═════ Exercise data ═════
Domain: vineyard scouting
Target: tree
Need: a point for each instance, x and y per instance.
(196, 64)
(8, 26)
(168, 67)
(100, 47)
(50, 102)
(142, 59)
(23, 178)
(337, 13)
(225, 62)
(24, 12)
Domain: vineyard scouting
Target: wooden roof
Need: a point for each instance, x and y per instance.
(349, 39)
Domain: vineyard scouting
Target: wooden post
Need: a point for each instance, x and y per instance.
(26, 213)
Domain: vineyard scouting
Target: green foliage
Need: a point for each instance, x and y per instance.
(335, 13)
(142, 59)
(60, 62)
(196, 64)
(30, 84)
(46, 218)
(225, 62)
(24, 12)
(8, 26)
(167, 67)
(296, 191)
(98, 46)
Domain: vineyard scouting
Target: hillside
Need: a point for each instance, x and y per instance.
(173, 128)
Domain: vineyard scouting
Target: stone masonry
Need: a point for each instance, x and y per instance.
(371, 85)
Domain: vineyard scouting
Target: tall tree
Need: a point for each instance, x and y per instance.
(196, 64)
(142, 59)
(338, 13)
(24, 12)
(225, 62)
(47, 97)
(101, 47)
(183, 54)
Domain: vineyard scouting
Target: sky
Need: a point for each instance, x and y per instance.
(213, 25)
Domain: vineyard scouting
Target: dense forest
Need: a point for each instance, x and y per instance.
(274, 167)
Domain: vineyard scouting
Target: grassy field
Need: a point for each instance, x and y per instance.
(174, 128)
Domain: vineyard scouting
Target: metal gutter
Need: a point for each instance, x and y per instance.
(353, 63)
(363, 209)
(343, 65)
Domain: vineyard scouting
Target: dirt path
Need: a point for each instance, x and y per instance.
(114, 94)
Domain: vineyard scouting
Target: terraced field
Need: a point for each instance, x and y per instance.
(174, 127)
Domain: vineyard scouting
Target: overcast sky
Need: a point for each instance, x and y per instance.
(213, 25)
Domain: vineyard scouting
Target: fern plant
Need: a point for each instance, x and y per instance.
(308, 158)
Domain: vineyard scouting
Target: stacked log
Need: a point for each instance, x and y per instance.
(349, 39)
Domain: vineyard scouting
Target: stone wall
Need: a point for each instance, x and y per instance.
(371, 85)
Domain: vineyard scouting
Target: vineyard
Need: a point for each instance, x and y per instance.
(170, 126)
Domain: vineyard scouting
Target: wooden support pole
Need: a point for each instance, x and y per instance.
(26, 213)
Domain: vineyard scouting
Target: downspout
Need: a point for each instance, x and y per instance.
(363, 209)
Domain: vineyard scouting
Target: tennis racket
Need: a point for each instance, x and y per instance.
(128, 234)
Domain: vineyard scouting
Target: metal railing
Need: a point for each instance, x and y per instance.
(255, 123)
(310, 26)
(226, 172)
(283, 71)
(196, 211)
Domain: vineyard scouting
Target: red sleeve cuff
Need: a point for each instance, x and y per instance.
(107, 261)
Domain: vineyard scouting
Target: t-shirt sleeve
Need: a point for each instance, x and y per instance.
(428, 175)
═════
Exercise brief – The reply must present every entry, transcribed with its exact wording.

Response box –
Domain: vineyard scouting
Target: tree
Need: a point for each instance, x and y per instance.
(196, 64)
(8, 26)
(168, 67)
(100, 47)
(50, 102)
(142, 59)
(23, 178)
(337, 13)
(225, 62)
(24, 12)
Domain: vineyard scouting
Target: wooden roof
Need: a point for each instance, x and y per instance.
(349, 39)
Domain: vineyard scouting
Target: wooden post
Need: a point for each instance, x and y per instance.
(26, 213)
Domain: vineyard scouting
Target: green foliage
Need: a point for each instance, x and y per instance.
(335, 13)
(142, 59)
(60, 62)
(196, 64)
(30, 84)
(46, 218)
(225, 62)
(24, 12)
(8, 26)
(167, 67)
(296, 191)
(98, 46)
Domain: vineyard scouting
Target: hillside
Need: a point for each instance, x and y per instance.
(173, 128)
Domain: vineyard scouting
Target: stone masonry
Need: a point for each instance, x and y per instance.
(371, 85)
Domain: vineyard scouting
Target: tall tree
Need: a point for each instance, x and y per instance.
(196, 64)
(142, 59)
(338, 13)
(24, 12)
(225, 62)
(47, 97)
(101, 47)
(183, 54)
Domain: vineyard scouting
Target: sky
Need: a point for each instance, x and y per instance.
(213, 25)
Domain: vineyard scouting
Target: dense forest
Need: a point for each instance, x and y per instance.
(274, 167)
Domain: vineyard scouting
Target: grassy field
Need: a point for each instance, x and y per instance.
(174, 128)
Domain: vineyard scouting
Target: metal gutter
Need: a point for each instance, x and y per instance.
(353, 63)
(363, 209)
(343, 65)
Domain: vineyard scouting
Target: dirt path
Need: a point for each instance, x and y per instance.
(114, 94)
Domain: vineyard scouting
Target: terraced field
Need: a point for each instance, x and y per instance.
(174, 127)
Domain: vineyard scouting
Target: overcast sky
Need: a point for each instance, x and y per instance.
(213, 25)
Domain: vineyard scouting
Target: fern plant
Need: a point for each instance, x and y per instance.
(308, 158)
Domain: vineyard scouting
Target: stacked log
Need: a point for each instance, x and y per instance.
(349, 39)
Domain: vineyard scouting
Target: stone wall
Need: a point for each instance, x and y per instance.
(371, 85)
Domain: vineyard scouting
Target: vineyard
Need: a point for each instance, x and y per instance.
(170, 126)
Domain: vineyard scouting
Target: wooden support pole
Need: a point for each instance, x and y per instance.
(26, 213)
Domain: vineyard scouting
Target: downspout
Need: a point for each instance, x and y per instance.
(363, 209)
Domain: vineyard scouting
Target: tennis racket
Need: a point for each instance, x and y per instance.
(128, 234)
Domain: vineyard scouting
Target: metal railing
Need: a point for each instance, x and y per instance.
(255, 123)
(310, 26)
(226, 172)
(283, 71)
(196, 211)
Domain: vineyard scouting
Target: red sleeve cuff
Need: a point for each instance, x and y per instance.
(107, 261)
Domain: vineyard scouting
Target: t-shirt sleeve
Need: a point for each instance, x and y per instance.
(428, 175)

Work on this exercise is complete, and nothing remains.